Which lines belong in the answer? Exactly those from the line containing "211L145 219L176 231L181" through the last line of the records below, repeated as written.

[Start of section]

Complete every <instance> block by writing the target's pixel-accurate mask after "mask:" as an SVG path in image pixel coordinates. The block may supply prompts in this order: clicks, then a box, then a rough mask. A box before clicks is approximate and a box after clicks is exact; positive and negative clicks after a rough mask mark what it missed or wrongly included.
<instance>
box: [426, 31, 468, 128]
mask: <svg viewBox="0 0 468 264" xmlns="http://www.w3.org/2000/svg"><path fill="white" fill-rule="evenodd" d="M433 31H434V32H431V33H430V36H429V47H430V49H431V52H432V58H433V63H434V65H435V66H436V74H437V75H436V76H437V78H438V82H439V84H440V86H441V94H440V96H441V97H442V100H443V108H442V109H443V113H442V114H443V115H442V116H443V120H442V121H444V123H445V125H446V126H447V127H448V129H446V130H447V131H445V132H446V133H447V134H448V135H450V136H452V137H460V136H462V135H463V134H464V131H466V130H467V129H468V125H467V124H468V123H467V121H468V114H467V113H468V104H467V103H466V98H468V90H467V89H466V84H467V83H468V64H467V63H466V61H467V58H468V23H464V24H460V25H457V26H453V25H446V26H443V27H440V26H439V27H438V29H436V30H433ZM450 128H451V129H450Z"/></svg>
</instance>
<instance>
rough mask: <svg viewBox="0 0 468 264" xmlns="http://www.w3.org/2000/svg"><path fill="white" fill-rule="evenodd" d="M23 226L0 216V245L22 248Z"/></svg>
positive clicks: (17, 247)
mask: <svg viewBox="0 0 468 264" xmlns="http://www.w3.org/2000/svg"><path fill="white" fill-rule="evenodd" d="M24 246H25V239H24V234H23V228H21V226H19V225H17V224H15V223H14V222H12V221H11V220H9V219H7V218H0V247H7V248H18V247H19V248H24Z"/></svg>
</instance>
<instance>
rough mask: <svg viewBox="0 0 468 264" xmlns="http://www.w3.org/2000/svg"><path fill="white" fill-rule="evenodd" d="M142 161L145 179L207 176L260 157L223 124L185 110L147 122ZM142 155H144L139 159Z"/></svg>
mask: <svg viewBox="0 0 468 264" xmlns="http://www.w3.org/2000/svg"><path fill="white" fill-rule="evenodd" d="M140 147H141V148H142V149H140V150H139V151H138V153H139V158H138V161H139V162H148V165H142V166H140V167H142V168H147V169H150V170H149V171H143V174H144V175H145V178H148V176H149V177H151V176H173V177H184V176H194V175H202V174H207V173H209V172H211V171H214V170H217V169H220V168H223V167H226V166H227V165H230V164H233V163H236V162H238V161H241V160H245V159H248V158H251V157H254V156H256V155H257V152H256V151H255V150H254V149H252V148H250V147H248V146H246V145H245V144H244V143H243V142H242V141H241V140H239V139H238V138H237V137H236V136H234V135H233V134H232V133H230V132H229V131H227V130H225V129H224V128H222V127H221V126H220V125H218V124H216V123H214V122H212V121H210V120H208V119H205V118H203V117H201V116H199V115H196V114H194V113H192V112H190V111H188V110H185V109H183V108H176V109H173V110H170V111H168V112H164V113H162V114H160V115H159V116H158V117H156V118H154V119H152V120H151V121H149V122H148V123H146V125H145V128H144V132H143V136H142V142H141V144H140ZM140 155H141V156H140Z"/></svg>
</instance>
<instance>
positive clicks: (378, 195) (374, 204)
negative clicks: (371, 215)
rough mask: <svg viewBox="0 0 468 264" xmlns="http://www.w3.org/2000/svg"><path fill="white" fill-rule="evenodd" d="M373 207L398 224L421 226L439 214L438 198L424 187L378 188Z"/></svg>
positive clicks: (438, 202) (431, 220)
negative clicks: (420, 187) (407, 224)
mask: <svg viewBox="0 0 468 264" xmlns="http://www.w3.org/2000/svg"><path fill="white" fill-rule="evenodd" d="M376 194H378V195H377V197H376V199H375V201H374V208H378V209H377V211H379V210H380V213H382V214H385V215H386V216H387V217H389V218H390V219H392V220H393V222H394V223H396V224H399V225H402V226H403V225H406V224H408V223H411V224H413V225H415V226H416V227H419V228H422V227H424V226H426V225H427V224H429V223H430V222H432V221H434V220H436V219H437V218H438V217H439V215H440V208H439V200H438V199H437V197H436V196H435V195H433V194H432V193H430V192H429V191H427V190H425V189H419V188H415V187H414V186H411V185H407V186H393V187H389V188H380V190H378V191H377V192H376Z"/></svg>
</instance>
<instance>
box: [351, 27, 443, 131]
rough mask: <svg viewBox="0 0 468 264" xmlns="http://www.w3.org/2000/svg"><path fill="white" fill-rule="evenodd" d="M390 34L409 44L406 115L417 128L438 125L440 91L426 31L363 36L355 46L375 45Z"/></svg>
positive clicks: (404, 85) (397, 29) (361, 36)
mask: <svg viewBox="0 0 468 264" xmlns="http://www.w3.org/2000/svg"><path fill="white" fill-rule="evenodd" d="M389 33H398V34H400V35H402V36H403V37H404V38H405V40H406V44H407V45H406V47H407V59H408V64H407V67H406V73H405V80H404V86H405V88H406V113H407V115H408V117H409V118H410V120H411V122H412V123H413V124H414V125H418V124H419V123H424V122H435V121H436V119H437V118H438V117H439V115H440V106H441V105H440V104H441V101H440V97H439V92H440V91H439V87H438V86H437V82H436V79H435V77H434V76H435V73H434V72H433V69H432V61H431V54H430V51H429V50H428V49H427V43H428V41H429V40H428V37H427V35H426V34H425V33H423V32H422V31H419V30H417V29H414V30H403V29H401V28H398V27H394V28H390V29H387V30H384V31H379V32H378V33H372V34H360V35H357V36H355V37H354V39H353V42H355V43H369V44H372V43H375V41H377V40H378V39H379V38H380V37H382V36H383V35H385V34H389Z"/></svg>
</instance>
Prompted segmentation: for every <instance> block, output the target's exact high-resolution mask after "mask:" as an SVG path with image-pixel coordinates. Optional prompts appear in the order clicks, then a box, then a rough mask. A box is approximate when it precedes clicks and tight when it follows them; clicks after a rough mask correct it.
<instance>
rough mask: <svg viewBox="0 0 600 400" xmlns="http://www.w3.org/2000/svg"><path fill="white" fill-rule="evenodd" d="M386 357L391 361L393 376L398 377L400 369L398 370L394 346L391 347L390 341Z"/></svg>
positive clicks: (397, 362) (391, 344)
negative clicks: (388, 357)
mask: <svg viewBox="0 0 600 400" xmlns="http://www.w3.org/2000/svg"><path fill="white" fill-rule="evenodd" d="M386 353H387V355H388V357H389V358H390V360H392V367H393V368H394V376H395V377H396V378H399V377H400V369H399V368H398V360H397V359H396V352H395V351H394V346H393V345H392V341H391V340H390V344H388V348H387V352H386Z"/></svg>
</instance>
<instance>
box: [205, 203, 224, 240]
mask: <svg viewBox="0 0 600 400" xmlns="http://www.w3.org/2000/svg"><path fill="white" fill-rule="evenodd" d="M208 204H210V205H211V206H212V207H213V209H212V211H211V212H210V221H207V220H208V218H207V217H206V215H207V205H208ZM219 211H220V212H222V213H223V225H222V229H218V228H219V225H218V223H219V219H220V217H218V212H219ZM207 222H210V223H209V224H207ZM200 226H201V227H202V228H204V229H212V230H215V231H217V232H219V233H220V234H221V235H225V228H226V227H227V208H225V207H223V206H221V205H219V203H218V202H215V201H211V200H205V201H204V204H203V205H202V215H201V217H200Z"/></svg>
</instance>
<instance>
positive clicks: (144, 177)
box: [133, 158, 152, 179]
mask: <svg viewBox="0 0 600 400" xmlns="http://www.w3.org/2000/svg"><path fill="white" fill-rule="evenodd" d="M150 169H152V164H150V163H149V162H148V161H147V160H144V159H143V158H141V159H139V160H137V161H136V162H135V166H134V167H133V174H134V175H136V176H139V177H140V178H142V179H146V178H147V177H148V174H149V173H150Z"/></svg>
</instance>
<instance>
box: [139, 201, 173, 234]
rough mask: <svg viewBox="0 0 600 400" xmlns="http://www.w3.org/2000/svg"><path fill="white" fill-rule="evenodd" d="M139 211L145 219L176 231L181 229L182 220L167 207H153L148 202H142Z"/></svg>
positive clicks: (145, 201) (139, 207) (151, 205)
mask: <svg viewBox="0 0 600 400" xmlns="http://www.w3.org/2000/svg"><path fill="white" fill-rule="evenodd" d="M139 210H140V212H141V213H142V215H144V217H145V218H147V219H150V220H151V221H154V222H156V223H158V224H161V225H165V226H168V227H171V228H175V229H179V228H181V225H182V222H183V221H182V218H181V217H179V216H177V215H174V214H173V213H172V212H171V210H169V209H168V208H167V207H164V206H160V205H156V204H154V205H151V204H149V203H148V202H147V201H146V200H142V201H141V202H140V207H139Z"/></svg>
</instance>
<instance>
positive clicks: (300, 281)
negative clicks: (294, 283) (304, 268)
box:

[End of section]

Written response:
rough mask: <svg viewBox="0 0 600 400" xmlns="http://www.w3.org/2000/svg"><path fill="white" fill-rule="evenodd" d="M139 211L145 219L176 231L181 229L182 220L167 207H153L148 202H142Z"/></svg>
positive clicks: (145, 201) (139, 207) (151, 205)
mask: <svg viewBox="0 0 600 400" xmlns="http://www.w3.org/2000/svg"><path fill="white" fill-rule="evenodd" d="M139 210H140V212H141V213H142V215H144V217H145V218H147V219H150V220H151V221H154V222H156V223H158V224H161V225H165V226H168V227H171V228H175V229H179V228H181V225H182V222H183V221H182V218H181V217H179V216H177V215H174V214H173V213H172V212H171V210H169V209H168V208H167V207H164V206H160V205H156V204H154V205H151V204H149V203H148V202H147V201H146V200H142V201H141V202H140V207H139Z"/></svg>
</instance>
<instance>
positive clicks: (300, 281)
negative clicks: (294, 283) (304, 268)
box:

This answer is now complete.